# [Selection]
- Conference: Southeastern Conference
- Record: 4–5–1 (3–3–1 SEC)
- Head coach: Jack Meagher (5th season);
- Home stadium: Legion Field Cramton Bowl

= 1938 Auburn Tigers football team =

American college football season

The 1938 Auburn Tigers football team represented Auburn University in the 1938 college football season. The Tigers' were led by head coach Jack Meagher in his fifth season and finished the season with a record of four wins, five losses and one tie (4–5–1 overall, 3–3–1 in the SEC).

# [Listed entries]
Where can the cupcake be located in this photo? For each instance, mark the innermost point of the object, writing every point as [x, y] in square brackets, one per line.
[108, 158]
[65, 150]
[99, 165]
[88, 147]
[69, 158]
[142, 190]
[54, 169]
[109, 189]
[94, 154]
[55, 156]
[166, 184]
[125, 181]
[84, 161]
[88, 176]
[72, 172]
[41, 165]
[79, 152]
...
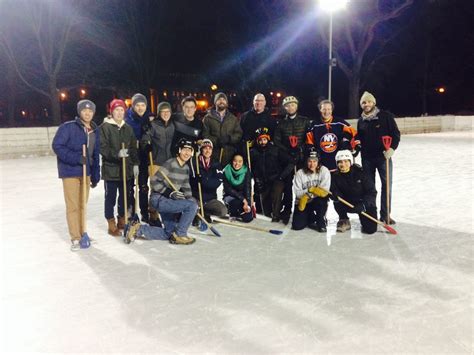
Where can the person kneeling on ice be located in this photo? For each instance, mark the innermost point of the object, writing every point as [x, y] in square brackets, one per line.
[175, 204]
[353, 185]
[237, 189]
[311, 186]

# [Challenge A]
Write out the passage of the Auburn football text starting with "The 1938 Auburn" and going on through "in the SEC).".
# [Challenge B]
List the field labels that appear in the lines above the title of the Auburn football text.
The data aren't needed for anything here.

# [Task response A]
The 1938 Auburn Tigers football team represented Auburn University in the 1938 college football season. The Tigers' were led by head coach Jack Meagher in his fifth season and finished the season with a record of four wins, five losses and one tie (4–5–1 overall, 3–3–1 in the SEC).

# [Task response B]
Conference
Record
Head coach
Home stadium